● How to complete this task
Compute how many lines in the entries below include the string "building". Only the number is wanted.

=== Begin Enclosure ===

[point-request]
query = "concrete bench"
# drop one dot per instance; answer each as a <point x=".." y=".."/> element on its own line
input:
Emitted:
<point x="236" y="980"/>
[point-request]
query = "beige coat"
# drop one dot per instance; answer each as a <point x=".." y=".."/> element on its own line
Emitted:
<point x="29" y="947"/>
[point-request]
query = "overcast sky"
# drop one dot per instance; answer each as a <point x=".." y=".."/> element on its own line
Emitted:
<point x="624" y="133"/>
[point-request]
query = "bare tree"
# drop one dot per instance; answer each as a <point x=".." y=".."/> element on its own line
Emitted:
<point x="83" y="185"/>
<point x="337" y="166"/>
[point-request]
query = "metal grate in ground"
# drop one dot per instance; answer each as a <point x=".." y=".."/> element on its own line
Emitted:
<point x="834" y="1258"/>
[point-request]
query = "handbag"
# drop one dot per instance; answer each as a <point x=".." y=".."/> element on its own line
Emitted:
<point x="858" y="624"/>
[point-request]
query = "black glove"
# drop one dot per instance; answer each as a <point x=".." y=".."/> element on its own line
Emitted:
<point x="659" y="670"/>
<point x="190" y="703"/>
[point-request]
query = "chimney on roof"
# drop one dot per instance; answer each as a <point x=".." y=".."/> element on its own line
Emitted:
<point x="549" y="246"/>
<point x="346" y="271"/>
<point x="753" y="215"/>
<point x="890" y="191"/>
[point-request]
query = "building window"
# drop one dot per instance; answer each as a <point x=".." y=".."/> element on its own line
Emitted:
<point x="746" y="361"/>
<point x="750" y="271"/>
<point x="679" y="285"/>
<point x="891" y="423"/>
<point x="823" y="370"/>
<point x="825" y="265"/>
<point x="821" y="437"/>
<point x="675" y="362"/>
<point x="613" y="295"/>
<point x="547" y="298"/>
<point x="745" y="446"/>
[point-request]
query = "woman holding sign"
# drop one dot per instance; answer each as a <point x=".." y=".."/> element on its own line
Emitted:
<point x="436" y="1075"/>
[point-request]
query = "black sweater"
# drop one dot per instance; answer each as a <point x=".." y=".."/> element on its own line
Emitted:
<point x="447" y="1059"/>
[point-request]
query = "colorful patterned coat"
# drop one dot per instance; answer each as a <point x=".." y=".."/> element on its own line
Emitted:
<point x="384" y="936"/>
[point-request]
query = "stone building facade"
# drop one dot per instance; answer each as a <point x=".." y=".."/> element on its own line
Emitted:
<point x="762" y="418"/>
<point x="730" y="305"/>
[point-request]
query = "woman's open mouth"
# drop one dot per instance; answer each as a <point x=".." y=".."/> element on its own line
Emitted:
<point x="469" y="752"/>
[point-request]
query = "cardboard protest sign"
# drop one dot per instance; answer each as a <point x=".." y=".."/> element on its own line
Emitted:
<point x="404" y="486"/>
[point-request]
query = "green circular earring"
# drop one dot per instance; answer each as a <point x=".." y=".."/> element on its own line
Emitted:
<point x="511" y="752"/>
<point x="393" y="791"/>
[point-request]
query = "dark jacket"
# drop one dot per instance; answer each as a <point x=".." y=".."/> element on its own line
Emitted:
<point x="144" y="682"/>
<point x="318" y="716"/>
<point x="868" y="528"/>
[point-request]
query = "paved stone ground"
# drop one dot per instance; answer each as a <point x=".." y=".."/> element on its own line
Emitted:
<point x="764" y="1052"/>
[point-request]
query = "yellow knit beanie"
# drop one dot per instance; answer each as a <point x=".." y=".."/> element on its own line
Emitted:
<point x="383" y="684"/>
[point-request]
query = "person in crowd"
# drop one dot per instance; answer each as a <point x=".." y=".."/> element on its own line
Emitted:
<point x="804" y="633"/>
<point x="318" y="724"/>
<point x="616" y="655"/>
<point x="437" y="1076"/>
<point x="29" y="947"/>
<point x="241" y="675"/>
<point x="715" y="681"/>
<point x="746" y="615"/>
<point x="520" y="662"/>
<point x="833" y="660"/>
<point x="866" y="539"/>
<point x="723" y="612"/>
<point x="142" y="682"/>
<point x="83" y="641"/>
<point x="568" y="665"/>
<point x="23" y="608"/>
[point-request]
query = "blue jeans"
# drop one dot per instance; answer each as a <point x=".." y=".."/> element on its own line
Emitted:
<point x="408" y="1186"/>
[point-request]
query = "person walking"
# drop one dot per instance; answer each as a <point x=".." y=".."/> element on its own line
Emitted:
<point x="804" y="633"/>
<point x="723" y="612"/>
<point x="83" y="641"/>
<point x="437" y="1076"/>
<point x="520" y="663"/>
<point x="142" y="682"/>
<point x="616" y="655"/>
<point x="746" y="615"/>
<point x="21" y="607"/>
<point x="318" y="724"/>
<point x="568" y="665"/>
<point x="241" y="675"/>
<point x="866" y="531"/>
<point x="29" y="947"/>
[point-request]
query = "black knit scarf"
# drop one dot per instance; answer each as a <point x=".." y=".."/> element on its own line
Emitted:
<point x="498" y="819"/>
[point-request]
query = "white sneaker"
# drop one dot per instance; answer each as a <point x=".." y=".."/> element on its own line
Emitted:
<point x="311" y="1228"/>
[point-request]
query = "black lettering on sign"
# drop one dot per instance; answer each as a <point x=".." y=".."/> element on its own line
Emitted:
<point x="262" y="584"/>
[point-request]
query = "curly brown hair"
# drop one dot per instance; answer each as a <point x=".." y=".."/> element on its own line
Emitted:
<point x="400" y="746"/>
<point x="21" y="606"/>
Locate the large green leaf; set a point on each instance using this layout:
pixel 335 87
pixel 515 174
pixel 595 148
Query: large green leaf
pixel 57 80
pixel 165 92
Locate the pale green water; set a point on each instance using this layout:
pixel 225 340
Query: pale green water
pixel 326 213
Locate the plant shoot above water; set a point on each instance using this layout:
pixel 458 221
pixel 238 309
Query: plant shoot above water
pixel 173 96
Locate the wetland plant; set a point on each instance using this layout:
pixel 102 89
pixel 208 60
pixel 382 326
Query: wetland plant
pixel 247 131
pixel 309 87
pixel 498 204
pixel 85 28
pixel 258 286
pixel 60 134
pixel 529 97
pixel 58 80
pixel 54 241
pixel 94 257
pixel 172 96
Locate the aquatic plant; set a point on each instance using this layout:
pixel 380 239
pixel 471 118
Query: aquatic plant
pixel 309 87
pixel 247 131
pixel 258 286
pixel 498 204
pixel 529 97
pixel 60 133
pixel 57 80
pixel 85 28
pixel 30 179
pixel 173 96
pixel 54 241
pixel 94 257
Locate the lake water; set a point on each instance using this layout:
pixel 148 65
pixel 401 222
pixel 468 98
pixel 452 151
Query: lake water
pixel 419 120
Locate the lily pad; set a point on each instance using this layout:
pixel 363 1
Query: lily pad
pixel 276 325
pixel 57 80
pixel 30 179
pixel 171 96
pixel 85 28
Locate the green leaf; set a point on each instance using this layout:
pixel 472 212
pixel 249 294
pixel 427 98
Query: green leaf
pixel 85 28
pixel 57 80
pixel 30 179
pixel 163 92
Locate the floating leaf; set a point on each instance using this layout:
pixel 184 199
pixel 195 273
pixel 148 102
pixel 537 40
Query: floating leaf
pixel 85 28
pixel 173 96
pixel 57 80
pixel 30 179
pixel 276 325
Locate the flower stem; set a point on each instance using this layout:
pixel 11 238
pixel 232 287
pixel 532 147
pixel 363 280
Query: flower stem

=== End Enclosure ===

● Task output
2